__Goal of the exercise__:
Return every line of the data below that includes the string "candle".

__Supplied entries__:

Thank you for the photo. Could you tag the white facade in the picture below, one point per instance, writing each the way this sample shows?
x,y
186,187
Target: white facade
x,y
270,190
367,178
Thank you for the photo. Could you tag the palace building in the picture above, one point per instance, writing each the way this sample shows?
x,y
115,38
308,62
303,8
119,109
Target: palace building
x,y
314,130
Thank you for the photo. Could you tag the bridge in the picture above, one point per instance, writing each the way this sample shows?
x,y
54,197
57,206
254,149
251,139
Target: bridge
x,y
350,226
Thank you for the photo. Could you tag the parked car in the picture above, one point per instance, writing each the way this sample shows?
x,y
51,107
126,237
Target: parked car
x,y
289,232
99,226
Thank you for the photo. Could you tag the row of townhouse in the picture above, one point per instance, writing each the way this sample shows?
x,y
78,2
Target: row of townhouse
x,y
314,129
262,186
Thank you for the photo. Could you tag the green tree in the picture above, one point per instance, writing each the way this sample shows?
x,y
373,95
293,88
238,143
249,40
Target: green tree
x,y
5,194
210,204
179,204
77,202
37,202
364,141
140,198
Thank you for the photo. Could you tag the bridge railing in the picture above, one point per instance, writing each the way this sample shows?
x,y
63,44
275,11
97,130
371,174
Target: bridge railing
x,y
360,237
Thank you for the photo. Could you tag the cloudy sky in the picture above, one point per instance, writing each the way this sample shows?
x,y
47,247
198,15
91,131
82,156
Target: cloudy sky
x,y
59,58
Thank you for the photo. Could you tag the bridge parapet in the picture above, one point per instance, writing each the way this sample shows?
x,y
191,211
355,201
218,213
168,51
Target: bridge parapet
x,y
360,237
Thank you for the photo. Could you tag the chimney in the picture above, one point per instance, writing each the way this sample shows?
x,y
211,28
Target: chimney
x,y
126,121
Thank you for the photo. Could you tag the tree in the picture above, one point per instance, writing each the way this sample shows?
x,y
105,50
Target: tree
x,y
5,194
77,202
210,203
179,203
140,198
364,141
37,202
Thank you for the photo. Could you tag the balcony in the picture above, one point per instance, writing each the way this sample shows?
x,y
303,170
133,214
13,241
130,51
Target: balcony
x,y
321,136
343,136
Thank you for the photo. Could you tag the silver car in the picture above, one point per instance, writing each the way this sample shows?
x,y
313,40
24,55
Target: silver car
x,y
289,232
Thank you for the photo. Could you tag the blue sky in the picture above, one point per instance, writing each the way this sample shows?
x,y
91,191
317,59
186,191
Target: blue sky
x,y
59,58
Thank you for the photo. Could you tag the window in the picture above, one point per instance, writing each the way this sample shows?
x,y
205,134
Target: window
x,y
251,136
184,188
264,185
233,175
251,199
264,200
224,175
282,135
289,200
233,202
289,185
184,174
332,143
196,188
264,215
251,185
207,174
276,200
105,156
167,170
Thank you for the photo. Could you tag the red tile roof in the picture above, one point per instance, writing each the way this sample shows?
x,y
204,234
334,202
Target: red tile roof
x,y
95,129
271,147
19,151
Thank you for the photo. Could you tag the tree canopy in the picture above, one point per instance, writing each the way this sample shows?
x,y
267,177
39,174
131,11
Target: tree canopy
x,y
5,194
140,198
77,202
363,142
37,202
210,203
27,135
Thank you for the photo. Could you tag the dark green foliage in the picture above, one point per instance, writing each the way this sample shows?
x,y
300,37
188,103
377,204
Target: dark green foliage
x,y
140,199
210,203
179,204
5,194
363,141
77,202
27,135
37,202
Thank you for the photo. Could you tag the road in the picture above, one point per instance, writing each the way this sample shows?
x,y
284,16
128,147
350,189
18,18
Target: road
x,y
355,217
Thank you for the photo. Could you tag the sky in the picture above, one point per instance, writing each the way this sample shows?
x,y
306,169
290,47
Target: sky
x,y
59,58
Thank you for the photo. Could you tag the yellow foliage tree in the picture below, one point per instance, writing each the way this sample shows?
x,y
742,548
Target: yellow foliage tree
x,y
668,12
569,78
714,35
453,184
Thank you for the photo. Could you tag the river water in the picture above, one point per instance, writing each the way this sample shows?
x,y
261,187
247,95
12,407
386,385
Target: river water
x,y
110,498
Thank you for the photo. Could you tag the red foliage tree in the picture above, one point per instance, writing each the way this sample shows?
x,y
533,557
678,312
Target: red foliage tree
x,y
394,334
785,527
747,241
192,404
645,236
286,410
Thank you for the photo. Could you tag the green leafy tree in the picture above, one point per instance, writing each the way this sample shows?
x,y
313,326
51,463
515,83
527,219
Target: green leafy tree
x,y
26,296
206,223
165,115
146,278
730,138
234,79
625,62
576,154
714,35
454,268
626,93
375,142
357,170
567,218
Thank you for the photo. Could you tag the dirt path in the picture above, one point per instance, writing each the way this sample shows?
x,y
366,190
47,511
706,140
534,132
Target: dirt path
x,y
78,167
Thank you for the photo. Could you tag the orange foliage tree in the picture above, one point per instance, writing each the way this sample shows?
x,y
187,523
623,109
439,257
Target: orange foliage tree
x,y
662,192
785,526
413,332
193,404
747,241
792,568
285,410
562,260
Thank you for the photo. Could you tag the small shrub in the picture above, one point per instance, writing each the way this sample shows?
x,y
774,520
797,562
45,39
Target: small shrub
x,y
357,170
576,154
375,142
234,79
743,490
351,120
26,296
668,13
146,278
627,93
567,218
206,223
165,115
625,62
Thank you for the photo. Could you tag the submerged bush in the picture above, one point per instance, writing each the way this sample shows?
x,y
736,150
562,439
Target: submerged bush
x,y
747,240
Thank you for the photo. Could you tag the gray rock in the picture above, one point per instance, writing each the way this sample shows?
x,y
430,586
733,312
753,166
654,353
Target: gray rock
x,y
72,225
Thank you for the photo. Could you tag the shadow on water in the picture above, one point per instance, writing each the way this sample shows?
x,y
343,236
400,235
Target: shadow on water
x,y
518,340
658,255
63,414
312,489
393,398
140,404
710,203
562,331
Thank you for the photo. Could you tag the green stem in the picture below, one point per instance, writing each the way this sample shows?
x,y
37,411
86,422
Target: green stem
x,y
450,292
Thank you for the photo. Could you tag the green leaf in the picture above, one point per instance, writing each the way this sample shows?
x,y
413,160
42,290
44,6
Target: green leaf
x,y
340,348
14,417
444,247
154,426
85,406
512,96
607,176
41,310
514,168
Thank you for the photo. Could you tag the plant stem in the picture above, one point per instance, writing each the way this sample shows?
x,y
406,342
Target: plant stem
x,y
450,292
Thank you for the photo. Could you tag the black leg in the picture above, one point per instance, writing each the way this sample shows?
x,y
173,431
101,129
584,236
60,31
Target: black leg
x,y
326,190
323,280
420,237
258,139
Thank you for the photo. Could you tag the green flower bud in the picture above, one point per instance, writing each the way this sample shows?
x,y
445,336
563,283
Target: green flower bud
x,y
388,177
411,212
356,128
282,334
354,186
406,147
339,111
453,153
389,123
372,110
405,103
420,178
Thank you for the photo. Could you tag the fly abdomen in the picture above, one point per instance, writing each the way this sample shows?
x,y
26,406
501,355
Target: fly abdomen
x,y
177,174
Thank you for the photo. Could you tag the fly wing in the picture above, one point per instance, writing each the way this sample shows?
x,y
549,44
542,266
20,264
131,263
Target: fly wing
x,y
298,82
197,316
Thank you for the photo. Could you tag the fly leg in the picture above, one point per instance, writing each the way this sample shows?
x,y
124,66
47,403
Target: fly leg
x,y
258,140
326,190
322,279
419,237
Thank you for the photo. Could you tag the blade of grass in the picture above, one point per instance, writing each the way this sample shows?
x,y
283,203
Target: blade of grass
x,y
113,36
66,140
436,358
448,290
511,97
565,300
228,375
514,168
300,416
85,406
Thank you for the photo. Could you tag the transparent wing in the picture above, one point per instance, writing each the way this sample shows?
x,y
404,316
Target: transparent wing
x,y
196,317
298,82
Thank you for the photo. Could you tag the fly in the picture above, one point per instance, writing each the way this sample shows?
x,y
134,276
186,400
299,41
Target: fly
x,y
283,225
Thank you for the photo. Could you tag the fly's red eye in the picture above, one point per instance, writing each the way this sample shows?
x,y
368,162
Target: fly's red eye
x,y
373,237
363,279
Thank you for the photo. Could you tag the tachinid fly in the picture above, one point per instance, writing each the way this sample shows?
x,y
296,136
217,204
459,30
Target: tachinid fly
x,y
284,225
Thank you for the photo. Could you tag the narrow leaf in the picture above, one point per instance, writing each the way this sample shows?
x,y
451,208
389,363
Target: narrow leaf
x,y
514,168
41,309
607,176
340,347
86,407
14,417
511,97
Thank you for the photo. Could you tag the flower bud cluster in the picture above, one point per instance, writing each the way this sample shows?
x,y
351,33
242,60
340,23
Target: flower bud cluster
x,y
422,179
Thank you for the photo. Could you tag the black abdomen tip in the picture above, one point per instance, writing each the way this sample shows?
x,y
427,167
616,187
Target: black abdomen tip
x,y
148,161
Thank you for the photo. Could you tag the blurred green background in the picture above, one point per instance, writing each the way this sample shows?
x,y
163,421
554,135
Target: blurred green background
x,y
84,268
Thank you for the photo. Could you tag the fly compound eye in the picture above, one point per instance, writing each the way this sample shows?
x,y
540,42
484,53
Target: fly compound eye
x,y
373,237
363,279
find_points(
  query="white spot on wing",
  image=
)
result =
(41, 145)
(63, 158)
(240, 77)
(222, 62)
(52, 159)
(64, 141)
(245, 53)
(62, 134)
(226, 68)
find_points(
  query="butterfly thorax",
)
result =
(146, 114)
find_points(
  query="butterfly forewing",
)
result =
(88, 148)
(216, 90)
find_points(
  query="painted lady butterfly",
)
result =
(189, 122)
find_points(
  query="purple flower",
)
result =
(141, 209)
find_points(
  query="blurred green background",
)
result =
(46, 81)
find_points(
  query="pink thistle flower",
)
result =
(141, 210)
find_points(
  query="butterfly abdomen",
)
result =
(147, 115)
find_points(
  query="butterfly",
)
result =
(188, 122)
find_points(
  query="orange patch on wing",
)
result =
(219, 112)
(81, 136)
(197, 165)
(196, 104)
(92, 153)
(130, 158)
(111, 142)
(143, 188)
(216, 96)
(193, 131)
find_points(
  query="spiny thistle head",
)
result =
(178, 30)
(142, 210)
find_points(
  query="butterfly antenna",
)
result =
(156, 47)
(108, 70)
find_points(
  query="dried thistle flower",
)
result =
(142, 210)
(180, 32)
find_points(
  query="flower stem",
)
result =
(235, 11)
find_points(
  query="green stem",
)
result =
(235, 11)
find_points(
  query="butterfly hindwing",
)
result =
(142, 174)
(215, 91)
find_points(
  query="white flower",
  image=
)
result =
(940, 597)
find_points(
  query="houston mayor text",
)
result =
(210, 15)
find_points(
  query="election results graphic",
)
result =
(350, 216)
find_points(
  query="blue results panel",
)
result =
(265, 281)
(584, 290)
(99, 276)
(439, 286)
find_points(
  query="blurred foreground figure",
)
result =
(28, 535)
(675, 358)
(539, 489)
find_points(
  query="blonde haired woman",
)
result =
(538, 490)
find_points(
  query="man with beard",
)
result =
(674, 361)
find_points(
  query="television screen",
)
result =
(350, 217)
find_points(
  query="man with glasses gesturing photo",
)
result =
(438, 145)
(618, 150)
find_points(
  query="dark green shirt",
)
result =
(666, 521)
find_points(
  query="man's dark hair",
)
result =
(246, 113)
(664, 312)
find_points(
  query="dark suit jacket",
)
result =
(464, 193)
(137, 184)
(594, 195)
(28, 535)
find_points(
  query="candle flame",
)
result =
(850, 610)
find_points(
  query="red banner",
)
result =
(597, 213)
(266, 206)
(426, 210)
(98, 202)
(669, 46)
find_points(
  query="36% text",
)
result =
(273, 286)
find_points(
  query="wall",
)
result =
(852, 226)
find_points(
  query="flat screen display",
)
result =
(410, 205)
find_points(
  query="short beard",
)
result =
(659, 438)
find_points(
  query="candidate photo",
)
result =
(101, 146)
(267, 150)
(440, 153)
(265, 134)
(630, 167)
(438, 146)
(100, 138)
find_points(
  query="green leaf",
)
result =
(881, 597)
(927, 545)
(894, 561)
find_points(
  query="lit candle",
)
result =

__Answer section__:
  query="candle flame",
  query="lit candle",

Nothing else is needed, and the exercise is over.